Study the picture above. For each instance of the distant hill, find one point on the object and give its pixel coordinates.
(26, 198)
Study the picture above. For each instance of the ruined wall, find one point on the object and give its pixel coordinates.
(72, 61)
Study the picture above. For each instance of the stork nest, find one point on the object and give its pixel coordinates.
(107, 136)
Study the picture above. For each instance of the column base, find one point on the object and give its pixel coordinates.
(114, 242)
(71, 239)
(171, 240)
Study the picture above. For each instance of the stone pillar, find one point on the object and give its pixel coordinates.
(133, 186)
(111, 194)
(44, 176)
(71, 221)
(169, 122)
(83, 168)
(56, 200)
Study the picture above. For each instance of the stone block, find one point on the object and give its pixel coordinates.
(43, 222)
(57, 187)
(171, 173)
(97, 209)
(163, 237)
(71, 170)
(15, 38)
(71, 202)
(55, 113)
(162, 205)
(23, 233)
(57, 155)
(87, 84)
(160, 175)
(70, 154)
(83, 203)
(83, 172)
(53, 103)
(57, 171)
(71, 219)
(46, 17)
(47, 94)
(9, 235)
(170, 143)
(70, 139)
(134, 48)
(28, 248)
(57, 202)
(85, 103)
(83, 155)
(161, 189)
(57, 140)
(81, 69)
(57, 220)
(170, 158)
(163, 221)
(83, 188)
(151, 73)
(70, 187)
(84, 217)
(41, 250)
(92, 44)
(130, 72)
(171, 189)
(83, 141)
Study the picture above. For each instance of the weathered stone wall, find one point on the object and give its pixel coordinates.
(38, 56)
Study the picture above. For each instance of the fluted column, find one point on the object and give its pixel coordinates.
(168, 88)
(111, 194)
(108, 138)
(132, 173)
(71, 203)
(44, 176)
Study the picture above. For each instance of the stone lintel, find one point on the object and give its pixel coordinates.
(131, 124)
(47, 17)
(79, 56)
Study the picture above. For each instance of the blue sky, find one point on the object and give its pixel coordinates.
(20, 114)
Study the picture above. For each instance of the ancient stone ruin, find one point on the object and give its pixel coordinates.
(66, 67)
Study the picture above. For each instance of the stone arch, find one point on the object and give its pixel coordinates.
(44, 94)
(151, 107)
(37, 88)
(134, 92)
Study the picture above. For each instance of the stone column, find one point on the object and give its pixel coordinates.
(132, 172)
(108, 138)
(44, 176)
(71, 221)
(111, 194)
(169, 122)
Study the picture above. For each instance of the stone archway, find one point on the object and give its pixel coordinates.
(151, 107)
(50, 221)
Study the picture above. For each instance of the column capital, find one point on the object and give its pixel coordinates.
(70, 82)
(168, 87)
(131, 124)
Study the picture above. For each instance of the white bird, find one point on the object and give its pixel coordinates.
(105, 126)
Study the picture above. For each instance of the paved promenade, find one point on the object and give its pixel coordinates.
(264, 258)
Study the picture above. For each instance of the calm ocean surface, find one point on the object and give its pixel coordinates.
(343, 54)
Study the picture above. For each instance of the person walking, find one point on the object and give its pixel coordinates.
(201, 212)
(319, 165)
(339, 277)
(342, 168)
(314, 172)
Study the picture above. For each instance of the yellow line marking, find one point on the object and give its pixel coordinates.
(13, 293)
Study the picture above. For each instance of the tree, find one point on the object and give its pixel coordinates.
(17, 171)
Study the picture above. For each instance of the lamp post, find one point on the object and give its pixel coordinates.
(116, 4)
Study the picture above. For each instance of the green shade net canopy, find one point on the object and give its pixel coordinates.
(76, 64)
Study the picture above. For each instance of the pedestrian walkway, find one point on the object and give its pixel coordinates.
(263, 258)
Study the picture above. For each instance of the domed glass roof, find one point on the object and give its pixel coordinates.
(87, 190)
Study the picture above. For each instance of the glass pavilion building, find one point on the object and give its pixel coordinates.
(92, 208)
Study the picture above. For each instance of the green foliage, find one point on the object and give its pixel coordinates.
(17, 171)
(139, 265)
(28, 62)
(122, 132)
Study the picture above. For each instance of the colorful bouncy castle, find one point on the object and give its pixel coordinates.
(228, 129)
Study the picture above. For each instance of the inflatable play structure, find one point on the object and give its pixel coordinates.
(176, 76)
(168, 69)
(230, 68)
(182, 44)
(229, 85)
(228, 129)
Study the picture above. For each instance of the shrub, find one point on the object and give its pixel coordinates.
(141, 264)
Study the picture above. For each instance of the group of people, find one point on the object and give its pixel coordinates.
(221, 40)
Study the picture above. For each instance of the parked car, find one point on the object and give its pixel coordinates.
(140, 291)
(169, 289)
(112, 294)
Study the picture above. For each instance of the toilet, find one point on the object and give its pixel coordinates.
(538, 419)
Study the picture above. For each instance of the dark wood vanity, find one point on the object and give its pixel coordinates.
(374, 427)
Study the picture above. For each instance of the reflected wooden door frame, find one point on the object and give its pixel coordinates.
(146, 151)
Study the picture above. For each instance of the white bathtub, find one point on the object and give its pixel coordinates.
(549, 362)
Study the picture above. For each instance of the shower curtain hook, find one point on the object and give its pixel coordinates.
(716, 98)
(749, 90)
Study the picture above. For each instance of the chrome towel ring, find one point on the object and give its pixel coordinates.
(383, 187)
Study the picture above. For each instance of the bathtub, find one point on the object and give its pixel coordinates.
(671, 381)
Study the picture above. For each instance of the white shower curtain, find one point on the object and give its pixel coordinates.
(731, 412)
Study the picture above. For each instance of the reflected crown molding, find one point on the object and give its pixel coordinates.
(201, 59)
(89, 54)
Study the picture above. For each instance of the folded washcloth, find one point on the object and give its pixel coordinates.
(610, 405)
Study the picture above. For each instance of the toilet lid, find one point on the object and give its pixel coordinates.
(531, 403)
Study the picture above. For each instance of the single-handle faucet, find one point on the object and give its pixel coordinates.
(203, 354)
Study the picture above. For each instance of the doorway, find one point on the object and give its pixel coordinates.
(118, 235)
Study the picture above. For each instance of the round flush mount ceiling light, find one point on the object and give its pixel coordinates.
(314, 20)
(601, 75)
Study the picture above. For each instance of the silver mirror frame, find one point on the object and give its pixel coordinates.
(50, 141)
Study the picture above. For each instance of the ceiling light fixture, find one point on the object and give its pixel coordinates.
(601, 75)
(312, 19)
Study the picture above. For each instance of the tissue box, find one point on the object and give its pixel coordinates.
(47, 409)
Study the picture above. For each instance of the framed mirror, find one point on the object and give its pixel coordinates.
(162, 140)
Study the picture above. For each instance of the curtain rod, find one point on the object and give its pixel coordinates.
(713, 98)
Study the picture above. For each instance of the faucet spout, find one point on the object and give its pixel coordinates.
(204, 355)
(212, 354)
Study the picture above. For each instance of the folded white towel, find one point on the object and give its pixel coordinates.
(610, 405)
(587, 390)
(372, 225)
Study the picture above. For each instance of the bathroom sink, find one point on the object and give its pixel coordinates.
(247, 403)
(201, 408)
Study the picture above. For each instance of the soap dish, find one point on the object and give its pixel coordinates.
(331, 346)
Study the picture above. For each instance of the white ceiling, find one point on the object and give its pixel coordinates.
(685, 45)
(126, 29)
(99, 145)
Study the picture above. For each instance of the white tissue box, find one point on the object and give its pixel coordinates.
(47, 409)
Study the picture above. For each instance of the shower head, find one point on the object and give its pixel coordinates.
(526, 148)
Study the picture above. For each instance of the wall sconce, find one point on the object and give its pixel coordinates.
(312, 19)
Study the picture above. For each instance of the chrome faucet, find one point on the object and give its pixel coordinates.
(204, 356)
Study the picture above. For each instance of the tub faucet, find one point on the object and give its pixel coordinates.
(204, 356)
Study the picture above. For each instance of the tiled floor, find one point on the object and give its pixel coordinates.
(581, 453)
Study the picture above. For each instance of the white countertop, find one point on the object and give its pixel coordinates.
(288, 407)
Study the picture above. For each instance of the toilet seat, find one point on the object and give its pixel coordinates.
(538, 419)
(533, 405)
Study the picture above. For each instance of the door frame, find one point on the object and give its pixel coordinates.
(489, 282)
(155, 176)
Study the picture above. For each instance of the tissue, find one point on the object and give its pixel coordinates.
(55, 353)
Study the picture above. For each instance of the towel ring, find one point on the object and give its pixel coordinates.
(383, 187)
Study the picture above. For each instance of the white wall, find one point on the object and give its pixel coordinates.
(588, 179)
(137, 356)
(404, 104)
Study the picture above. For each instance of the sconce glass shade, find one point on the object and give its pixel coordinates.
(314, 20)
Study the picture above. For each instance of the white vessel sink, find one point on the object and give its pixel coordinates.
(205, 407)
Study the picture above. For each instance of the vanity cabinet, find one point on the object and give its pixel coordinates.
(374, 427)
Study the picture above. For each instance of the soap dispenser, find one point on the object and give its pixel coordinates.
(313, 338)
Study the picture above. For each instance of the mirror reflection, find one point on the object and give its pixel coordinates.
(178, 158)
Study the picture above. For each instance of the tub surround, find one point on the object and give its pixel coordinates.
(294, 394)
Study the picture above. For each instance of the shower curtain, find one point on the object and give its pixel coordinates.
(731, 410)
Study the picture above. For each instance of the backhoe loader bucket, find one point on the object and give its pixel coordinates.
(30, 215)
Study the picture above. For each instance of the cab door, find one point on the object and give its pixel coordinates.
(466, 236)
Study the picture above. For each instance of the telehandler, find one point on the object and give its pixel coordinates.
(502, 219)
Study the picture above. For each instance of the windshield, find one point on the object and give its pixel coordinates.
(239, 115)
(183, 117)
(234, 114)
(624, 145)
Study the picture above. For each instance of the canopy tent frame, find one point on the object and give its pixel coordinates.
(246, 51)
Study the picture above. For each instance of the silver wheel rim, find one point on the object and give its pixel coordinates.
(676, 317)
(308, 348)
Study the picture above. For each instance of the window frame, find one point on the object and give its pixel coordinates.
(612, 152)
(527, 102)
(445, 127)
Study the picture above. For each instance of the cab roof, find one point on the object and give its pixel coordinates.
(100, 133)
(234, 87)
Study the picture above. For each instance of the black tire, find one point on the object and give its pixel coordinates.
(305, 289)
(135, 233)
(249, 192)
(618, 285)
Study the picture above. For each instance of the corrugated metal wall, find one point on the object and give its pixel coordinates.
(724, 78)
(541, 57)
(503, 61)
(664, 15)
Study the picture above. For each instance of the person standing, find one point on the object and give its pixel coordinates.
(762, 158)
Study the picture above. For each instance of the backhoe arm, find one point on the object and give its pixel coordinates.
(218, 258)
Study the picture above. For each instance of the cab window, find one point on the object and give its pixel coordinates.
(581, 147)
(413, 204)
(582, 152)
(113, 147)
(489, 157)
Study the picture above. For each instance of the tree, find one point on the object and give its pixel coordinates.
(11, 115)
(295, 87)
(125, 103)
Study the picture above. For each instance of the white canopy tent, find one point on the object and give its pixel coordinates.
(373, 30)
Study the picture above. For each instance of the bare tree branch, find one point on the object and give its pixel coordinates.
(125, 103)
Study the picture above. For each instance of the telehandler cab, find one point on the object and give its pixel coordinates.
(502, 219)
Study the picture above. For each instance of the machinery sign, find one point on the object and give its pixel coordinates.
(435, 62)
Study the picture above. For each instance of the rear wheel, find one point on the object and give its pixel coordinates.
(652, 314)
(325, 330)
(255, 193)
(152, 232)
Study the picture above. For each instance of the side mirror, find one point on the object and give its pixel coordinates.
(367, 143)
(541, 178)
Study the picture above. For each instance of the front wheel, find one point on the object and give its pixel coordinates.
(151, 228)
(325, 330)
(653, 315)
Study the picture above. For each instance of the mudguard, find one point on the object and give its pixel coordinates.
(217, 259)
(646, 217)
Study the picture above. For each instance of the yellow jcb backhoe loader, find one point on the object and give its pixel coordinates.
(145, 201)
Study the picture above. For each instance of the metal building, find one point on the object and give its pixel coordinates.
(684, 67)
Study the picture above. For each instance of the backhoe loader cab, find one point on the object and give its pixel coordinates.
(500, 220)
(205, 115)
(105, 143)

- - - - - - -

**Exercise directions:**
Each line from the one containing "Study the picture above. For each instance of the rear" to the end of the records should be echoed exactly, and no other line.

**Answer in full:**
Study the picture above. For each instance of the rear wheel, find one point on the object and give its pixel coordinates.
(652, 314)
(325, 330)
(255, 193)
(152, 232)
Study the picture above. For each instance of the side mirror, find one point on the object and give its pixel coordinates.
(367, 143)
(541, 178)
Study the picture above. For each instance of the front wheel, find one point on the object and give its pixel coordinates.
(151, 228)
(325, 330)
(653, 315)
Study the picture above. For each instance of the mudguard, find one point on the object and give its pixel coordinates.
(217, 259)
(646, 217)
Study the picture above. For each instance of the yellow jcb backhoe loader, find one point on the object and give its pixel coordinates.
(145, 201)
Study the picture above. For each instance of the metal building, find one point on the object and give its pixel coordinates.
(684, 67)
Study the picture above. For each instance of the backhoe loader cab, find one point on the object and give its pixel coordinates.
(500, 220)
(205, 115)
(105, 143)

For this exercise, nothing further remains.